DOCUMENT SECTION =
● ● ● ● ●
Human DNA polymerase gamma (Pol γ) replicates, maintains, and repairs mitochondrial DNA (mtDNA), and it is a heterotrimer formed by the catalytic domain POLG1, encoded by POLG at chromosomal locus 15q25, and two accessory subunits of POLG2 [5]. Drug-induced damage to the mitochondrial genome, either by direct impact on the DNA or by impaired Pol γ function, leads to aberrant mitochondrial protein synthesis and respiratory chain function, resulting in oxidative stress, altered mitochondrial membrane properties, and impaired metabolic functions [6]. In hepatocytes, this mitochondrial dysfunction contributes to cell death and triglyceride accumulation (i.e., steatosis) and, thus, drug-induced liver injury [7]. The association of Pol γ deficiency with liver dysfunction was first described in patients with Alpers’ disease [8]. Since then, several studies have demonstrated that patients with homozygous or compound heterozygous pathogenic variants on POLG1 (e.g., p.W748S and p.A467T) are at greater risk of liver failure induced by sodium valproate (VPA) [9, 10].
In this study, we investigated the association of chemotherapy-related hepatotoxicity during maintenance with common variants of the catalytic POLG1 domain of Pol γ in 34 patients diagnosed with childhood ALL.
Patients and methods
Patient cohort
Nine common POLG1 variants (p.T251I, p.A467T, p.N468D, p.G517V, p.P587L, p.R722H, p.W748S, p.E1143G, and p.Q1236H) were analyzed in 34 Finnish patients (18 boys and 16 girls; median age at diagnosis: 5 years [range: 2–15 years]) who were diagnosed consecutively between 2008 and 2013 in a tertiary level hospital. Exclusion criteria were Down syndrome, stem cell transplantation, or infant leukemia. All patients were treated according to the Nordic Society of Pediatric Hematology and Oncology (NOPHO) ALL2008 treatment protocol, 16 according to the standard risk (SR) protocol, 15 according to the intermediate risk (IR) protocol [1], and three according to the high risk (HR) protocol [11].
● ● ● ● ●
DATASET EXCERPTS =
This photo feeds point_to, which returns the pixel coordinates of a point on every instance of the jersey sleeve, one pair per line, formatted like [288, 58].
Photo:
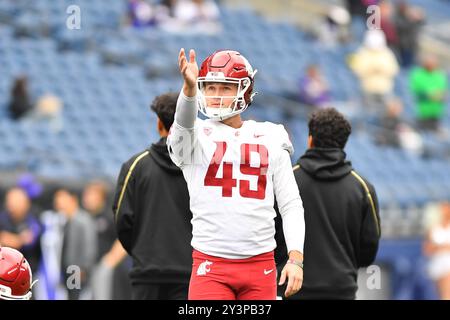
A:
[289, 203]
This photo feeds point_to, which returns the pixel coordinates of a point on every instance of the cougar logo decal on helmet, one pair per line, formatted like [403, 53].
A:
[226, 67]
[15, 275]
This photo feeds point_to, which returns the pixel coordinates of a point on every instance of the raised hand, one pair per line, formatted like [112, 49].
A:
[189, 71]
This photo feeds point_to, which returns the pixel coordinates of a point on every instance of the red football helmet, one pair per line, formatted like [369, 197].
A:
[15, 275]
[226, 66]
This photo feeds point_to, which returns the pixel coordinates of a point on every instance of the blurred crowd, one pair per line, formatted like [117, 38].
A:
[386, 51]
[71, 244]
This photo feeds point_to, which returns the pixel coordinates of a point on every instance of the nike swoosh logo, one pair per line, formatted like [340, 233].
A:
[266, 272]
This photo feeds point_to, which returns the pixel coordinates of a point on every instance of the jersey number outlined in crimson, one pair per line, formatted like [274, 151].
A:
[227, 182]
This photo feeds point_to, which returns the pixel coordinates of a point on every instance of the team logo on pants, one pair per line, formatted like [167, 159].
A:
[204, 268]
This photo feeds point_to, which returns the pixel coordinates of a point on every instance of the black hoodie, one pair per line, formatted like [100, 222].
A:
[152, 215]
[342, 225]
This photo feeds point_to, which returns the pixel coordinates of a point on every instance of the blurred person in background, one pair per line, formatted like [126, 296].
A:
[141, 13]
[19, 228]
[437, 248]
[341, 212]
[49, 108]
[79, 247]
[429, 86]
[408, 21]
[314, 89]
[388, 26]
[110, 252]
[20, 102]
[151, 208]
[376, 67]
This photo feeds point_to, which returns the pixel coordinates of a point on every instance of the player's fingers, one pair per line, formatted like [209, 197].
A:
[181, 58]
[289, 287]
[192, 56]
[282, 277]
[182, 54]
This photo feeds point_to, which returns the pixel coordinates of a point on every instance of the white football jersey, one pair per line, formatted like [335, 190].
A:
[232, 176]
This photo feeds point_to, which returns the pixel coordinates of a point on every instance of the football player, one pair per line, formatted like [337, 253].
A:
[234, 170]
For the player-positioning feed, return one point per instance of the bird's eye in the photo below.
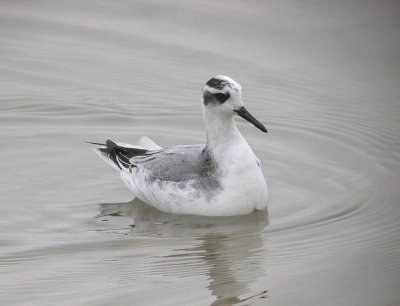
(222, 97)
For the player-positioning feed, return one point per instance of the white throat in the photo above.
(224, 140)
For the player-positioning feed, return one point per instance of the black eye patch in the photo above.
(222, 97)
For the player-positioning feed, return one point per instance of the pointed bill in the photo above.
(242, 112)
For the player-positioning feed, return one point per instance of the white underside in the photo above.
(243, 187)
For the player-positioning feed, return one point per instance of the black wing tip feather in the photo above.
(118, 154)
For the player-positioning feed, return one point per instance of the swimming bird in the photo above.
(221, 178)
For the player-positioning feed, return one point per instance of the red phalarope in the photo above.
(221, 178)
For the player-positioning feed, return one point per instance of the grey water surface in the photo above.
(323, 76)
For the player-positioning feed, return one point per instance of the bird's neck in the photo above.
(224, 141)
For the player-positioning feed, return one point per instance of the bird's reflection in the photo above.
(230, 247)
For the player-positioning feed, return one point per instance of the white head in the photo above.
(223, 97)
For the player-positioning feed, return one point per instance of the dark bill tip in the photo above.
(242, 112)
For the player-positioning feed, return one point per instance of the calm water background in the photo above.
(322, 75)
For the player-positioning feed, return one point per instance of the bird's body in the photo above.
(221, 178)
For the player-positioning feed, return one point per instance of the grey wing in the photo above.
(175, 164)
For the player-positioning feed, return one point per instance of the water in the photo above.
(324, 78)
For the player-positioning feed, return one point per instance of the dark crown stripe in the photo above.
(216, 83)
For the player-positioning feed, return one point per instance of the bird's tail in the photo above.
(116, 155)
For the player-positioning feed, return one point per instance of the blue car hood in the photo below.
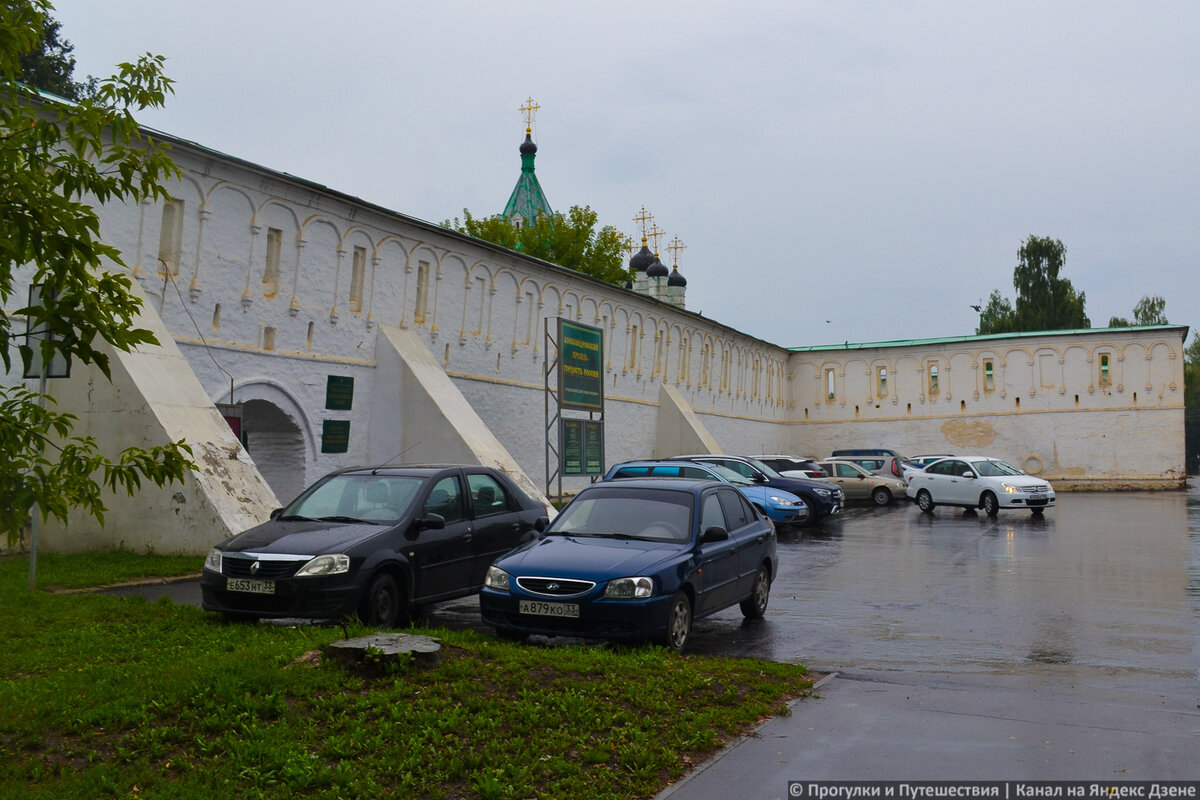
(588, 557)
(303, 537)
● ● ● ● ●
WHAT YOU SHOULD DO = Set down the passage of the Pol γ text starting with "Patients and methods" and going on through "(HR) protocol [11].". Rely on the text by itself.

TASK RESPONSE =
Patients and methods
Patient cohort
Nine common POLG1 variants (p.T251I, p.A467T, p.N468D, p.G517V, p.P587L, p.R722H, p.W748S, p.E1143G, and p.Q1236H) were analyzed in 34 Finnish patients (18 boys and 16 girls; median age at diagnosis: 5 years [range: 2–15 years]) who were diagnosed consecutively between 2008 and 2013 in a tertiary level hospital. Exclusion criteria were Down syndrome, stem cell transplantation, or infant leukemia. All patients were treated according to the Nordic Society of Pediatric Hematology and Oncology (NOPHO) ALL2008 treatment protocol, 16 according to the standard risk (SR) protocol, 15 according to the intermediate risk (IR) protocol [1], and three according to the high risk (HR) protocol [11].